— START Records for processing —
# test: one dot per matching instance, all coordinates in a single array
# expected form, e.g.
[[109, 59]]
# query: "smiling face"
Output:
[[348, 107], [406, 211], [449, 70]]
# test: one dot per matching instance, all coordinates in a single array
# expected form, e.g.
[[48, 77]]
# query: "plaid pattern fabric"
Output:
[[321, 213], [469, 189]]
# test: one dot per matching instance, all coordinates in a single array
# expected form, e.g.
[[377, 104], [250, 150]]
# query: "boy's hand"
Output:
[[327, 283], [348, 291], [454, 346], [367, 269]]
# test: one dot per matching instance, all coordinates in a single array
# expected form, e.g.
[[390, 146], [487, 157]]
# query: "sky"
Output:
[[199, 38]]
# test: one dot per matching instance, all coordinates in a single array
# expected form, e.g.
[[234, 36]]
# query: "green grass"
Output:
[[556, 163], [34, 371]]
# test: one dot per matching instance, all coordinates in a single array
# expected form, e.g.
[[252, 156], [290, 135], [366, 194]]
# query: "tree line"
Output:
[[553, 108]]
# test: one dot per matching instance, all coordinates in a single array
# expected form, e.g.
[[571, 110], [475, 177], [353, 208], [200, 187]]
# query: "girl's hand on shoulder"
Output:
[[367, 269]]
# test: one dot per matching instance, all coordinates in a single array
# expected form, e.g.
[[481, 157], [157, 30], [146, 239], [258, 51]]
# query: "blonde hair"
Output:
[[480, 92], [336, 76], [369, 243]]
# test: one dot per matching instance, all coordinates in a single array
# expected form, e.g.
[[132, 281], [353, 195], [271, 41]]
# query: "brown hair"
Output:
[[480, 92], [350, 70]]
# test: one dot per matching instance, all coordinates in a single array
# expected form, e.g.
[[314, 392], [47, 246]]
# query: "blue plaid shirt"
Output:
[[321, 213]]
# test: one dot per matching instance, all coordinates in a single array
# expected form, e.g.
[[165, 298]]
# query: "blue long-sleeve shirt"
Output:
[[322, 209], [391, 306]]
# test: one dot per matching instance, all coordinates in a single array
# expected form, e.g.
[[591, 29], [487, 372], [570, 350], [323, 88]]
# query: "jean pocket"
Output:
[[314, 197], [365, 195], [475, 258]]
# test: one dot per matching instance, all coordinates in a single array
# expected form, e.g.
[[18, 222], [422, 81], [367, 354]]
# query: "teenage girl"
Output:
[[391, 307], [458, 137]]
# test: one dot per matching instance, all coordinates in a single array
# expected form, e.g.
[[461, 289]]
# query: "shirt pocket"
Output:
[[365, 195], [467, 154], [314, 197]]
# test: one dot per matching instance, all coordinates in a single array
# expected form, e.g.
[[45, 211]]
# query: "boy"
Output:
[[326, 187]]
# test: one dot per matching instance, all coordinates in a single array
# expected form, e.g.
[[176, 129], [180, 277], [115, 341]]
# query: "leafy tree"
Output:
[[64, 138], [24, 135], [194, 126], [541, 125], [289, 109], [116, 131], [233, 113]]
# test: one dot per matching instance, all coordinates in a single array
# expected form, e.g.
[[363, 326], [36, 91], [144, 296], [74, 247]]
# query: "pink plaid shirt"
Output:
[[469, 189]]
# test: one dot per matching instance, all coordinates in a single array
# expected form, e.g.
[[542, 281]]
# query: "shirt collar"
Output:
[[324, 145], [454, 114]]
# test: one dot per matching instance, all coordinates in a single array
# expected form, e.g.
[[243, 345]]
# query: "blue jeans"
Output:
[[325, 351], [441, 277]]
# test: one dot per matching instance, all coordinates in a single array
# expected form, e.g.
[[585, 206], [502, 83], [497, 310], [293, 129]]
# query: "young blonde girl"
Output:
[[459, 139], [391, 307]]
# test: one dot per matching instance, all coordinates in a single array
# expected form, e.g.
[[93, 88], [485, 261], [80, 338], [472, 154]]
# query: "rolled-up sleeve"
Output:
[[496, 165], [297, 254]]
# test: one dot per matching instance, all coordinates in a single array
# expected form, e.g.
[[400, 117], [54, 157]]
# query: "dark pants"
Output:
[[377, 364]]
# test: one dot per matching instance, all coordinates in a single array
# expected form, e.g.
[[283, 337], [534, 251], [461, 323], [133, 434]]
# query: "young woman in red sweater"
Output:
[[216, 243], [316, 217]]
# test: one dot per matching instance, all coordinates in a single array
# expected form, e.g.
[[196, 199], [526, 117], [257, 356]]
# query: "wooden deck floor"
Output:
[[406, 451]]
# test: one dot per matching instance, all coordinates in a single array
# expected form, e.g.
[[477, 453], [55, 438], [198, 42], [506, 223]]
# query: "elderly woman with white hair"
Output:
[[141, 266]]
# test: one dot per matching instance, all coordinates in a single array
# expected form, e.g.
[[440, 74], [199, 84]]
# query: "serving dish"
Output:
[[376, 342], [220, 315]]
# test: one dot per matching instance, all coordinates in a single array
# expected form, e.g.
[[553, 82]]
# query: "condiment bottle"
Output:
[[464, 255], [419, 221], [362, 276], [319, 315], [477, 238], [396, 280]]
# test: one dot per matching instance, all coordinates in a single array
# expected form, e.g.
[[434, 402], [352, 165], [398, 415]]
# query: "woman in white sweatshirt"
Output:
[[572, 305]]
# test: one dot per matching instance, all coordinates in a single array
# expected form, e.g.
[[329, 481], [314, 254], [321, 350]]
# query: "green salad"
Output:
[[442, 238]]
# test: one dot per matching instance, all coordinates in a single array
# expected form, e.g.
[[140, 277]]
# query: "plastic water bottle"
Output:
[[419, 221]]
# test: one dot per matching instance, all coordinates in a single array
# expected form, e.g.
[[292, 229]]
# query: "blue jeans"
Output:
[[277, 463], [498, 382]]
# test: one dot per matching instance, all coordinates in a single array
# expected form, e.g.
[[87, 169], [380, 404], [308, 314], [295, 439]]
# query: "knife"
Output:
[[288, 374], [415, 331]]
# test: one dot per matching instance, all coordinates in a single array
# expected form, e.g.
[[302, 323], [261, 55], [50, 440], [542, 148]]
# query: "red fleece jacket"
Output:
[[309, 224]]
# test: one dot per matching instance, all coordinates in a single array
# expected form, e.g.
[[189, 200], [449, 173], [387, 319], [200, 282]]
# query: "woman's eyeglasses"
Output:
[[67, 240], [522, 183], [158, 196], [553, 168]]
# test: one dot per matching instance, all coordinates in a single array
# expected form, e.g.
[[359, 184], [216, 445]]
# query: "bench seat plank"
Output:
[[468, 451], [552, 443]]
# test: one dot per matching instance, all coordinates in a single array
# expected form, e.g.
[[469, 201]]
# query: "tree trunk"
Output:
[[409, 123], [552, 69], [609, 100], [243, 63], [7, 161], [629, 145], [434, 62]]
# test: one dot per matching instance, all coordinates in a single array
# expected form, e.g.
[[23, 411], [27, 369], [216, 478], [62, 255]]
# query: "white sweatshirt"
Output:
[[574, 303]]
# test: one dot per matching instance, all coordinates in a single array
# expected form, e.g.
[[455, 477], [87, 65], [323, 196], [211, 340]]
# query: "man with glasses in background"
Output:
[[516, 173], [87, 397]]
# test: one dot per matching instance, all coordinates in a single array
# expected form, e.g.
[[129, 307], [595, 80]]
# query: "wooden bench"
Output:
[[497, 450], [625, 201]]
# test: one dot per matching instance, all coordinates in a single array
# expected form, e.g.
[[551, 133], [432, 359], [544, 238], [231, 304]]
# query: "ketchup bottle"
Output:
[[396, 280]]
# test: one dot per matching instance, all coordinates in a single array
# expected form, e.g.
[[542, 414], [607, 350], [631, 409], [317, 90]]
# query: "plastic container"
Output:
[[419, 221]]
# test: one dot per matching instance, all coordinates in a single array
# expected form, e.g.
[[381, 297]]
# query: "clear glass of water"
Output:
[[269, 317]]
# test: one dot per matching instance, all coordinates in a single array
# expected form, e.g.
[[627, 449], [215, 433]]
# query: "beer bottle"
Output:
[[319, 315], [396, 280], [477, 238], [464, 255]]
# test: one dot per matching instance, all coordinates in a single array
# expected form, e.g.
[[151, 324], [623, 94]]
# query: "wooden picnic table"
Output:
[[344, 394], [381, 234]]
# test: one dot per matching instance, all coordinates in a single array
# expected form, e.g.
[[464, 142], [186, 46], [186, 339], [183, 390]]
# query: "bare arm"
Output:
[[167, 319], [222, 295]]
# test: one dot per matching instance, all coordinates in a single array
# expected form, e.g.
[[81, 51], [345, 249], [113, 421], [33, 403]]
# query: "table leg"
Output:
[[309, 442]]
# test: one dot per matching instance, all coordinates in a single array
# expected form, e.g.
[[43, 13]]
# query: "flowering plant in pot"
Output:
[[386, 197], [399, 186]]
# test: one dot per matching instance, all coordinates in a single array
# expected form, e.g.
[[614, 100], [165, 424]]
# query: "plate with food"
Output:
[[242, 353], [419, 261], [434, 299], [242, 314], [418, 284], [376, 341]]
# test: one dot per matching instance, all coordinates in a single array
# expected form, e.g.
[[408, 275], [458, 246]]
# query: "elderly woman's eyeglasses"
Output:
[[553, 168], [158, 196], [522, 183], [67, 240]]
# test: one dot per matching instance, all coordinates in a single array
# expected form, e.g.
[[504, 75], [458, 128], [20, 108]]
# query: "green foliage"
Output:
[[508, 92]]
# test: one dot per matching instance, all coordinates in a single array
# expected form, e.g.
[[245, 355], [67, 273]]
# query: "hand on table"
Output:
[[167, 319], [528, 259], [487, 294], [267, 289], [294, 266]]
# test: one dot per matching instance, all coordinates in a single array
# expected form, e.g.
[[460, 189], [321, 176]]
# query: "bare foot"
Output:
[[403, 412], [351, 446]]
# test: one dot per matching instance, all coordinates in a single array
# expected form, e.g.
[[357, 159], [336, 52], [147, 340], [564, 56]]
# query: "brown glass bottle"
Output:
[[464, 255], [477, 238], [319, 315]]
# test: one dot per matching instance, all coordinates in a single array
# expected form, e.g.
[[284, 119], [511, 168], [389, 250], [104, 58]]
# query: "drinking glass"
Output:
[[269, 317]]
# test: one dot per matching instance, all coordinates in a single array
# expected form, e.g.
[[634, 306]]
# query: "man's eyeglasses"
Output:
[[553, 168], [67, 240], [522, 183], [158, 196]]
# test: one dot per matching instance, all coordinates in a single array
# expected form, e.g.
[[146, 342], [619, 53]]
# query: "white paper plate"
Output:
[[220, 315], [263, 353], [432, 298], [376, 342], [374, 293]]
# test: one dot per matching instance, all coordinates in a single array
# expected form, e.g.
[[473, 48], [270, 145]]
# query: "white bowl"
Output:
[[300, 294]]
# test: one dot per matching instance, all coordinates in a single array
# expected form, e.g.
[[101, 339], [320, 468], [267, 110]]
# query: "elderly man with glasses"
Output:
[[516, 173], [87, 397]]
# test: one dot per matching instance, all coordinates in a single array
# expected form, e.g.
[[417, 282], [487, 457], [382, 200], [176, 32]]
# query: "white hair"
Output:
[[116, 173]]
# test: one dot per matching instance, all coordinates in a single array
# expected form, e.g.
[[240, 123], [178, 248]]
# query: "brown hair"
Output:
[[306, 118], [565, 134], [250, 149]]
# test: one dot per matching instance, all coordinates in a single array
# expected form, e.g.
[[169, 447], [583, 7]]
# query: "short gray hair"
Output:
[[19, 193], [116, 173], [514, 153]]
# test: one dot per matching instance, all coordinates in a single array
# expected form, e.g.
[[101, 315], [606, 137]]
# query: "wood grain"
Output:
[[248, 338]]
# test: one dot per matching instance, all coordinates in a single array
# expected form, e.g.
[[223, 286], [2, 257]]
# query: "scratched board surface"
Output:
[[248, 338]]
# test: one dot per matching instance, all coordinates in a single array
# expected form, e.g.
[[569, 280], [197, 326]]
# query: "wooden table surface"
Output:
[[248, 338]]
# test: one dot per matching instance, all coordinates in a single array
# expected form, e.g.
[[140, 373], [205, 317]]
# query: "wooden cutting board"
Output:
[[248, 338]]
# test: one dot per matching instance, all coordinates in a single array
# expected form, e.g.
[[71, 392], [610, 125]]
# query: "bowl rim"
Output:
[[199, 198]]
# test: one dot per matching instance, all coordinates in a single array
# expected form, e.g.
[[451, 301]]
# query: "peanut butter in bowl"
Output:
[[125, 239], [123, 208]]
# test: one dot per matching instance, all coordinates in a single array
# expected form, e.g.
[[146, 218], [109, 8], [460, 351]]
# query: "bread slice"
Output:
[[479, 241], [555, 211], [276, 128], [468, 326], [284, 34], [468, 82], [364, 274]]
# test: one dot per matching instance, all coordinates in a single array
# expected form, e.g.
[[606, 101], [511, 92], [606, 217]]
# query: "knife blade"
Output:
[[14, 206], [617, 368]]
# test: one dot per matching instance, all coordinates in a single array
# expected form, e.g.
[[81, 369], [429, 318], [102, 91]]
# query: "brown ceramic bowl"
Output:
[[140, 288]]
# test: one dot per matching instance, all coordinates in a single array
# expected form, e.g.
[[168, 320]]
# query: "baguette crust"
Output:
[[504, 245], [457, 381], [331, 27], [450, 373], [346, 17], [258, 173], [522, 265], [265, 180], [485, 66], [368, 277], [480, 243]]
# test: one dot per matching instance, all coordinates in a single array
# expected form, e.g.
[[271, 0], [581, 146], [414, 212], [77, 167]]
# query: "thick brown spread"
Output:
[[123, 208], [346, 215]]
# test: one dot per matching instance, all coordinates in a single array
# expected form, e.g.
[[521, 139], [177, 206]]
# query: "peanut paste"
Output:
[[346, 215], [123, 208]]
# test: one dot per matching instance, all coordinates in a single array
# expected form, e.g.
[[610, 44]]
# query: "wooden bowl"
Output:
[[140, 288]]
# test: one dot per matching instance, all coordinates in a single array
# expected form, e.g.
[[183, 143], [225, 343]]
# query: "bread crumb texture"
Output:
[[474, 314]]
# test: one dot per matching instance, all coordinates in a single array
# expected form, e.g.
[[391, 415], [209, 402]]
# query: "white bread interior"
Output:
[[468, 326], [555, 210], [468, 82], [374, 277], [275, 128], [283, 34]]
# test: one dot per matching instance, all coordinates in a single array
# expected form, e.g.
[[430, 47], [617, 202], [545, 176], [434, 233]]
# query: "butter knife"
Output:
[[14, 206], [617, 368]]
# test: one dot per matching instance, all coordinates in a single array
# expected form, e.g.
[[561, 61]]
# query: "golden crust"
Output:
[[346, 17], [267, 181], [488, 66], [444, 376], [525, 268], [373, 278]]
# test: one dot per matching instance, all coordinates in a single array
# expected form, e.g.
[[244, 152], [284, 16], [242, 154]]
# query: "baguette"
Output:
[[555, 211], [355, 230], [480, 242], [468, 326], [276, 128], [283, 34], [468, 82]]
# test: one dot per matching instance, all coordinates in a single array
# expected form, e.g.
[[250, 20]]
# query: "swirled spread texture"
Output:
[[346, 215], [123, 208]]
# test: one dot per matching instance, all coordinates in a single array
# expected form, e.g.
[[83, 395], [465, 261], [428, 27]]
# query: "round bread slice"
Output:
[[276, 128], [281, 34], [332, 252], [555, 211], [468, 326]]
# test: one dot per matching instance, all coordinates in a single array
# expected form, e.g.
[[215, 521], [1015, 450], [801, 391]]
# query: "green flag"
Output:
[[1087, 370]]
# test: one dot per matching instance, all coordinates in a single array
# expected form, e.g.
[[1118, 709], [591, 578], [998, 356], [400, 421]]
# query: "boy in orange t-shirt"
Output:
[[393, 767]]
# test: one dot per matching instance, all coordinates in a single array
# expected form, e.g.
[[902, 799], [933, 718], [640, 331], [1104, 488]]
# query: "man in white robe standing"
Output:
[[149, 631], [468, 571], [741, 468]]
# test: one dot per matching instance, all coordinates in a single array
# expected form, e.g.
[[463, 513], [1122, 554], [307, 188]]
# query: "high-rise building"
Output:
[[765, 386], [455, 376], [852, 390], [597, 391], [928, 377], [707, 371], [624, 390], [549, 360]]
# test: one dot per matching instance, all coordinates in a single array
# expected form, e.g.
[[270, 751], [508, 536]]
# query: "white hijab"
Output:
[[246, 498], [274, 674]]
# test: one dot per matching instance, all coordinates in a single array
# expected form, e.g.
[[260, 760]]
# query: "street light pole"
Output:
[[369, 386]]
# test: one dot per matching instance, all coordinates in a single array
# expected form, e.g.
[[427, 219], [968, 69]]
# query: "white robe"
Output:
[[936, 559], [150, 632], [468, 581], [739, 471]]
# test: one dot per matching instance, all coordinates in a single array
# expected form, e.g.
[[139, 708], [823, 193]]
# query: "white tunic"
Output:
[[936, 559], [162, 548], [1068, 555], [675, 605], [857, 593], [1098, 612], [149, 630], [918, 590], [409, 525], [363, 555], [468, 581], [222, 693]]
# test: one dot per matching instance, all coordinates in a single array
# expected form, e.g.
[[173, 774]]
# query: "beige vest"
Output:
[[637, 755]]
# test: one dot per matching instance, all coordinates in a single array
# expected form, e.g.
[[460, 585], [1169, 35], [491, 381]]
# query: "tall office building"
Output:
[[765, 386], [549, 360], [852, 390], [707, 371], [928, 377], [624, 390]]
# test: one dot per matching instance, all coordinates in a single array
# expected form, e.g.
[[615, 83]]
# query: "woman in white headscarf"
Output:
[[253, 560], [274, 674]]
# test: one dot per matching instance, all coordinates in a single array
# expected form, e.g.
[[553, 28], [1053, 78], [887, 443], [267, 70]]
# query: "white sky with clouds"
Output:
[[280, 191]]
— END Records for processing —
Count the lines in the records above that contain the string "blonde", treating uppercase and lowercase as different. Reply with only the number.

* **Written response**
2